**Extract**
Africa's worst elephant poaching crisis in 20 years






Thailand finally pledges to end its ivory trade as skyrocketing demand fuel. 

Thailand has vowed for the first time to take steps towards putting an end to the country's ivory trade, as wildlife groups warned the slaughter of elephants will continue until a ban is imposed.








The country's domestic ivory trade is currently legal, but activists say smuggled African tusks are mixed in with native stocks, and that skyrocketing demand in Thailand is helping to fuel the worst poaching crisis in sub-Saharan Africa in 20 years.
 
Thai prime minister Yingluck Shinawatra has pledged to tighten controls on the country's local tusk trade and to 'work towards' putting an end to the trade altogether, but failed to give a timeline for implementing a ban.

Ms Yingluck made the pledge during the opening meeting of the 178-nation Convention on International Trade in Endangered Species (CITES) in Bangkok this week.
She said her government would tighten controls on Thailand's local tusk trade by systematically registering domestic elephants and ivory products. Then, 'as a next step, we will work towards amending the national legislation with the goal of putting an end to (the) ivory trade and to be in line with international norms', she said.

**Dataset records**
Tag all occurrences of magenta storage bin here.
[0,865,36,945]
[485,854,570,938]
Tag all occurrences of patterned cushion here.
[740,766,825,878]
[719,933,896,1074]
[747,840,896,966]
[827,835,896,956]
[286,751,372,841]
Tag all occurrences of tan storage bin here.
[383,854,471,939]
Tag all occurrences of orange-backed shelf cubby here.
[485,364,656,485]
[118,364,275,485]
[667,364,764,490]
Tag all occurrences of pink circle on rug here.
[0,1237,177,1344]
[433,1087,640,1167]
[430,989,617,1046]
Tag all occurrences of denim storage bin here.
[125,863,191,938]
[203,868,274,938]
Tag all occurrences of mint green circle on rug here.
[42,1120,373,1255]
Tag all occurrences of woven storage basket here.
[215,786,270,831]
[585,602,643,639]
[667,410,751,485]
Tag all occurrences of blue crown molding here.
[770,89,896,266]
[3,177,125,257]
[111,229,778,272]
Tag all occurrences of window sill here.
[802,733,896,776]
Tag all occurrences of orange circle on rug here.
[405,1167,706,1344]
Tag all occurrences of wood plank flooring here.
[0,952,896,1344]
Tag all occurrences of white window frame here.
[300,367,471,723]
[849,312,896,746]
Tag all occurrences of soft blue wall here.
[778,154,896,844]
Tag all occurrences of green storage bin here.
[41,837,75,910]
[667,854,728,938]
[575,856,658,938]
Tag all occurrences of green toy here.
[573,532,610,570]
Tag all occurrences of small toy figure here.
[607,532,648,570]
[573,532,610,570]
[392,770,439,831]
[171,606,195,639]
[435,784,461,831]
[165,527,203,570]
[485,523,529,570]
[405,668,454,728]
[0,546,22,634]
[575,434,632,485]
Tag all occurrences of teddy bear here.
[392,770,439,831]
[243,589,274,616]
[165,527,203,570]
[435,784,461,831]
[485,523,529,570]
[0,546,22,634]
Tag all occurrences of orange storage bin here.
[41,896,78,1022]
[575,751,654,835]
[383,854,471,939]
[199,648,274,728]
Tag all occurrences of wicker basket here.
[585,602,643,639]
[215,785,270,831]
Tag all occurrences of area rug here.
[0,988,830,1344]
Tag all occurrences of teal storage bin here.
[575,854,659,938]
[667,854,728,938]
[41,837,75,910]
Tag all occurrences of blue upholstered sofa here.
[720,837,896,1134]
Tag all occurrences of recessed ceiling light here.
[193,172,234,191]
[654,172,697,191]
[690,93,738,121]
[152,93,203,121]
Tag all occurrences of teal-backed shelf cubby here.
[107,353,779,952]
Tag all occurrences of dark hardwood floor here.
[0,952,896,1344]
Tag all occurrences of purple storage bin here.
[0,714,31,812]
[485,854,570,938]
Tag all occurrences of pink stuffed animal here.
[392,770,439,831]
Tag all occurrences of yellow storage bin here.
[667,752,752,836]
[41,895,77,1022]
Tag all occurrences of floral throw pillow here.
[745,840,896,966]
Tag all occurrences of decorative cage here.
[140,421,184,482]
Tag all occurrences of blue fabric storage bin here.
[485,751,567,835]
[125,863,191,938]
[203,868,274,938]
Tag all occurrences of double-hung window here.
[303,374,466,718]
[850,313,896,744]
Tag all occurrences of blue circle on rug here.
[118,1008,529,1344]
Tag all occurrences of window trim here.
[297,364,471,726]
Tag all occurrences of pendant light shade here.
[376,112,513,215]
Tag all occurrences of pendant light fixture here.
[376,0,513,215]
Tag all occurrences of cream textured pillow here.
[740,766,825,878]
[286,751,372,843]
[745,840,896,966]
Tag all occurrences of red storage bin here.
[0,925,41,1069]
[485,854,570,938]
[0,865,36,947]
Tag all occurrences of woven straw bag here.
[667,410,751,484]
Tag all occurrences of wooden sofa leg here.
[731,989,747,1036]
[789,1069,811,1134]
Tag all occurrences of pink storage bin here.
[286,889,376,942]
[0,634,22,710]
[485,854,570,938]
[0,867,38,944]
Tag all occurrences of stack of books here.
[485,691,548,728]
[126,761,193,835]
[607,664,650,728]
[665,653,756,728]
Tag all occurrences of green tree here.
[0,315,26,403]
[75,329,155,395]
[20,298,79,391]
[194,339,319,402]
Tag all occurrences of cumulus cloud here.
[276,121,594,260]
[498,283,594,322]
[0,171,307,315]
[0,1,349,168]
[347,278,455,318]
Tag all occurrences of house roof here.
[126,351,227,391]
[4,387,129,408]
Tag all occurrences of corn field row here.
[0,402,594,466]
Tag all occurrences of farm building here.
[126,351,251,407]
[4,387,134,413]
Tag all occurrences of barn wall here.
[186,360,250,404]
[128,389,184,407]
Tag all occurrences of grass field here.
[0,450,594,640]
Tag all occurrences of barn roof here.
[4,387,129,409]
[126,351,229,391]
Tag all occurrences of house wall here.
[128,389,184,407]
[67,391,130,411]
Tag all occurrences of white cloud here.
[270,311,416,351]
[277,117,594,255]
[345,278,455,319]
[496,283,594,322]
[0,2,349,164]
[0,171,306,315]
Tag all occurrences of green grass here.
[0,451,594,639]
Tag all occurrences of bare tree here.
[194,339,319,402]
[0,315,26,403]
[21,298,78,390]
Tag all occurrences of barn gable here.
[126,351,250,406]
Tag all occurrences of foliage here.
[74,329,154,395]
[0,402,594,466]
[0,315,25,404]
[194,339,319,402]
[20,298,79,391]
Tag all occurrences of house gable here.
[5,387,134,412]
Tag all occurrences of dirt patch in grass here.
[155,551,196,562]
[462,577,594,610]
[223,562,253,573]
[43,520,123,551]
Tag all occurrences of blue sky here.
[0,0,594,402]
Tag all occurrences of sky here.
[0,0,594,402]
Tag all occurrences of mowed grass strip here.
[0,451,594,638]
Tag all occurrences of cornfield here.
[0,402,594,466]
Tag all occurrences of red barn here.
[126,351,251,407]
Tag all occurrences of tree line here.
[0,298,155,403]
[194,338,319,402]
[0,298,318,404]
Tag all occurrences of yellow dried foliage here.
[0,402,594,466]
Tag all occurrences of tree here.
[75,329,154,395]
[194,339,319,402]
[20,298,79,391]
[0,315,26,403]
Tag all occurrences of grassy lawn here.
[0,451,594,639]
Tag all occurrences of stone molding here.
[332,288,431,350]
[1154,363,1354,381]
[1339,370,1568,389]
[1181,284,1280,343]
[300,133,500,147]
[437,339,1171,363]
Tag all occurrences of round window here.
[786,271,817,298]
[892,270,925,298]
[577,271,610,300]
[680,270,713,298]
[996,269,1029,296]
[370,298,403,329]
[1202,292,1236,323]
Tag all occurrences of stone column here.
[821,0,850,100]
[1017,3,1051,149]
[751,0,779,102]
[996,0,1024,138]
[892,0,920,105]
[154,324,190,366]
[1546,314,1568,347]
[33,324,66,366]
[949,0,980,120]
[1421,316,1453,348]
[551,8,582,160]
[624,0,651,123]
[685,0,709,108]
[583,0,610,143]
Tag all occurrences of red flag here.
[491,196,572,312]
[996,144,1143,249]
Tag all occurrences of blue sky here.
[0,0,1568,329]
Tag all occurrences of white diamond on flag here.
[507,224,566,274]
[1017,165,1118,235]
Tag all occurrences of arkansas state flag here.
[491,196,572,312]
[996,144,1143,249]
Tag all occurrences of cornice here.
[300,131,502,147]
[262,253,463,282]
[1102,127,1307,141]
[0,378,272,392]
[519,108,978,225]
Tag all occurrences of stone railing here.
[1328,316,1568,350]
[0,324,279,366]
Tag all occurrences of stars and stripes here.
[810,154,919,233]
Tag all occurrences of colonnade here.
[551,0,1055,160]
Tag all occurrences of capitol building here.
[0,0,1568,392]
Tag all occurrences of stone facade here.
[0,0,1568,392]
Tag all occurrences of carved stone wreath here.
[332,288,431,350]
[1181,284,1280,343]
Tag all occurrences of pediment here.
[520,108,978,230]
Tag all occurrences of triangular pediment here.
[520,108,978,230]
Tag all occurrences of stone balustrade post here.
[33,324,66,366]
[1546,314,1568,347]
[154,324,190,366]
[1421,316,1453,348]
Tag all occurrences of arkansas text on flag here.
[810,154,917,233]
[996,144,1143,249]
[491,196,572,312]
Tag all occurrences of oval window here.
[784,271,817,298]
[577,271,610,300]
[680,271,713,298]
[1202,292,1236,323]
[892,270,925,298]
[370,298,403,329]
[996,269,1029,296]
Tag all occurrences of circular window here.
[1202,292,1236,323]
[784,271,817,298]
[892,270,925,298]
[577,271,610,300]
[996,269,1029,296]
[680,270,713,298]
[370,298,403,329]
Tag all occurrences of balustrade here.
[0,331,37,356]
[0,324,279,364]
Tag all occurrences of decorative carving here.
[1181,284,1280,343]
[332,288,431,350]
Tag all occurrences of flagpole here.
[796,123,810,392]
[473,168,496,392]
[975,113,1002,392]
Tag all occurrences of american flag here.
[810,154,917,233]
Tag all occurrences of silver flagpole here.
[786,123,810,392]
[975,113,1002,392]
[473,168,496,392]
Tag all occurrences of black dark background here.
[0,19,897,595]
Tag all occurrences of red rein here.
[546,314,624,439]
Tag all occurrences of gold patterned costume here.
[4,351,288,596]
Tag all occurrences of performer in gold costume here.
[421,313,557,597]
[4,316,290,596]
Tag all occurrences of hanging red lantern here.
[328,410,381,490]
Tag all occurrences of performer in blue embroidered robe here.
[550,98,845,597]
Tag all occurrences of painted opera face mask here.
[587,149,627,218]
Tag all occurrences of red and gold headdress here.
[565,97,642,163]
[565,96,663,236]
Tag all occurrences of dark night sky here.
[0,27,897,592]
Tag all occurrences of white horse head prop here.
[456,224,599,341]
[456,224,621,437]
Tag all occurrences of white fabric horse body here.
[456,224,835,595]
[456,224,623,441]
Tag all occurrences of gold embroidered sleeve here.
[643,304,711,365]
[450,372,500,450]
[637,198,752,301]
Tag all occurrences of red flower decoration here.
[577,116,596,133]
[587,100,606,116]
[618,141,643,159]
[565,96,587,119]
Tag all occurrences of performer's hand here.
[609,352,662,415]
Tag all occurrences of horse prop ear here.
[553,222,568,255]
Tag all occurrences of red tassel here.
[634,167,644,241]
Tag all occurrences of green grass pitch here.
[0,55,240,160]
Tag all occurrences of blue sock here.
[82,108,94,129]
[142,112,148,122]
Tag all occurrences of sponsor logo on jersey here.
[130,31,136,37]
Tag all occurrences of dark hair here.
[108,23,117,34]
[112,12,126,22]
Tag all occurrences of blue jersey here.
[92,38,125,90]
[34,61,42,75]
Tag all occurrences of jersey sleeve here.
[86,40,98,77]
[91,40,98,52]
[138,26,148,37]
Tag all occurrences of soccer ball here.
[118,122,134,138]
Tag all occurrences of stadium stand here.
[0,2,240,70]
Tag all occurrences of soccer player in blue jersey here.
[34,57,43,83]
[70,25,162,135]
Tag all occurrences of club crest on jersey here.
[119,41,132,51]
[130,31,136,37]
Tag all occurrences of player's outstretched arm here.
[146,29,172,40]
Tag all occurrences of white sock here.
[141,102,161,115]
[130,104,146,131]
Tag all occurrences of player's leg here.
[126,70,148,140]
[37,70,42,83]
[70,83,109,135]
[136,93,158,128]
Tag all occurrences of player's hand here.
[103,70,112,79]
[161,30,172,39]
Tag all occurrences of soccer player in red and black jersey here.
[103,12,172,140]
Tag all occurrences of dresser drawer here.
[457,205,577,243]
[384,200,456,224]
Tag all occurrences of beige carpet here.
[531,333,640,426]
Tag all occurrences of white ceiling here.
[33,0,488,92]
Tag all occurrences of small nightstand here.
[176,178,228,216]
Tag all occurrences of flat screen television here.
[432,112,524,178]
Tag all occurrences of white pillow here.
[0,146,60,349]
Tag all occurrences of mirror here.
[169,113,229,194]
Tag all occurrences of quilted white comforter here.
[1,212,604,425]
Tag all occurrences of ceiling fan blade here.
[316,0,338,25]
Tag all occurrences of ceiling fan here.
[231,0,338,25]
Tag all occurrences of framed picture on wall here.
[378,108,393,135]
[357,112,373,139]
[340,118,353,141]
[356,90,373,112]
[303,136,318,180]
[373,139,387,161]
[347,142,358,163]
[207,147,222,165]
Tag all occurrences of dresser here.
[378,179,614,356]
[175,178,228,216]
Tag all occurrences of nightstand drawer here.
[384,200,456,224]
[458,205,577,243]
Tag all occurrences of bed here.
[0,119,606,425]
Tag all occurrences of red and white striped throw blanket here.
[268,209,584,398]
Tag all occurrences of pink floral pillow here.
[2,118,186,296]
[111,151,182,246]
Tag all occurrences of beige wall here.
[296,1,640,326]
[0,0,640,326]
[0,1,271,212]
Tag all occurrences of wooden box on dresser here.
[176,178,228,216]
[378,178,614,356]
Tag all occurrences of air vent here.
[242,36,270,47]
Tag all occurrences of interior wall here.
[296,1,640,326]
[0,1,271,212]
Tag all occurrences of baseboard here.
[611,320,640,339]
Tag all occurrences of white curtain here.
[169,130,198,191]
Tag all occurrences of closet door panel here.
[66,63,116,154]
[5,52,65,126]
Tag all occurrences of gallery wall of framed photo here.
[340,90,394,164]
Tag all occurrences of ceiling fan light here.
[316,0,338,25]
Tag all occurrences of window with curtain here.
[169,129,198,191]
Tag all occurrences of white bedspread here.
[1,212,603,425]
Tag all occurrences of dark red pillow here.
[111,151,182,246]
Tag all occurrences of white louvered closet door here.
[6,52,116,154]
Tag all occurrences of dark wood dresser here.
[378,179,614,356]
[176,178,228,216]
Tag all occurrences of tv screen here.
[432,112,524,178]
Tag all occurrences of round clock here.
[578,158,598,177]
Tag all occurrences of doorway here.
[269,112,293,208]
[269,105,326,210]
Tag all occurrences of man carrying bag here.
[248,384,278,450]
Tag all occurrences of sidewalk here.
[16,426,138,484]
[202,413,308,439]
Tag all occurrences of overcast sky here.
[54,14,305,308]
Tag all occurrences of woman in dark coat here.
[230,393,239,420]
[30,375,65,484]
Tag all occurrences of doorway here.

**Task prompt**
Reproduce the passage of the ivory trade article above, between "Ms Yingluck made" and "norms', she said.", inclusive.

**Complete answer**
Ms Yingluck made the pledge during the opening meeting of the 178-nation Convention on International Trade in Endangered Species (CITES) in Bangkok this week.
She said her government would tighten controls on Thailand's local tusk trade by systematically registering domestic elephants and ivory products. Then, 'as a next step, we will work towards amending the national legislation with the goal of putting an end to (the) ivory trade and to be in line with international norms', she said.